*Work order:*
Only the final stretch of lines is needed: output exactly the line containing "Please place a point on every instance of the person's hand" and all lines following it in the listing below.

*Entries supplied:*

-----

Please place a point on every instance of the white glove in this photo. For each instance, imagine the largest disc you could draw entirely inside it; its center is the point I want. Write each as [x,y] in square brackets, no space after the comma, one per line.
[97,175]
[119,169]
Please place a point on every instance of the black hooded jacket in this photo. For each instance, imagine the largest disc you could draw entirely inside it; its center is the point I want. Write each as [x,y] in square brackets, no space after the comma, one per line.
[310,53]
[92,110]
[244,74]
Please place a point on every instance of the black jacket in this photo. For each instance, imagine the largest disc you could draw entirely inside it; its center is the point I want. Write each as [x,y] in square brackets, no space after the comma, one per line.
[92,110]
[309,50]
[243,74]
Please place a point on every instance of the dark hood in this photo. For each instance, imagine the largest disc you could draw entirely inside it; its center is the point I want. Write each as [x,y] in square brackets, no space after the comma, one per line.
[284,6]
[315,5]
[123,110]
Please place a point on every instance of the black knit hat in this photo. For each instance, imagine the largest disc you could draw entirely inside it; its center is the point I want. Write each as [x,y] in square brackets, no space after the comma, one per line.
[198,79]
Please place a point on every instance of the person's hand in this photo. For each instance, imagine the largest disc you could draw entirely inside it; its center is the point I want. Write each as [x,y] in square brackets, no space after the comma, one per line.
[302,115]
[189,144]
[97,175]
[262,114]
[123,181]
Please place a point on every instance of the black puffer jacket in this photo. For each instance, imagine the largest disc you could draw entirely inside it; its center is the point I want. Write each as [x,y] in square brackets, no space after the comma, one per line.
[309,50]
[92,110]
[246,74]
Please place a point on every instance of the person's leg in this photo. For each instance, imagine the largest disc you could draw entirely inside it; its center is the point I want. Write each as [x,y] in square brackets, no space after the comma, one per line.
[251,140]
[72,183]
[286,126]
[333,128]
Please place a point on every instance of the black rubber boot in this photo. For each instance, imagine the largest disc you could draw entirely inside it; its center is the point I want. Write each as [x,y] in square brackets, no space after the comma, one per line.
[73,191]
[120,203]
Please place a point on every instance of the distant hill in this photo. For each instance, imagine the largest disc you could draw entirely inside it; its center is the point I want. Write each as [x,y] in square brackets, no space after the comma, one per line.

-----

*Problem solution:*
Please place a point on every instance of the person's hand in this photo. For each instance, imagine the largest disc you could draw entirely inside it; its center is the point I want. Write each as [x,y] in square brackets, no space after the comma, one per line.
[302,115]
[189,144]
[97,175]
[262,114]
[123,181]
Please place a point on every instance of the black puffer jacket in this photo. For each instance, imagine the largest disc you could draw entirely inside it; its center is the point I want. Write each as [x,y] in square brackets, no space after the comma, one per line.
[309,50]
[92,110]
[246,74]
Please place a point on every instance of the person's leg in this photo. For each instance, imagine the largest disc you could draw entirely inside it; its center is the point I want. Write each as [x,y] in square brackets, no space after the comma, one per line.
[251,140]
[72,183]
[286,126]
[333,128]
Please place a point on every instance of the black rubber boot in this photo. For each instance, imagine the largest disc you could draw entirely inside it; its center is the point I want. Write each as [x,y] in square brackets, no space after the comma, one per line.
[73,191]
[120,203]
Please place a point on every instance of the distant hill in this photo. For each instance, imagine the largest disc you could draw entirely inside it; its center is the point I want. Write each as [x,y] in square brackets, no space after the comma, one per line.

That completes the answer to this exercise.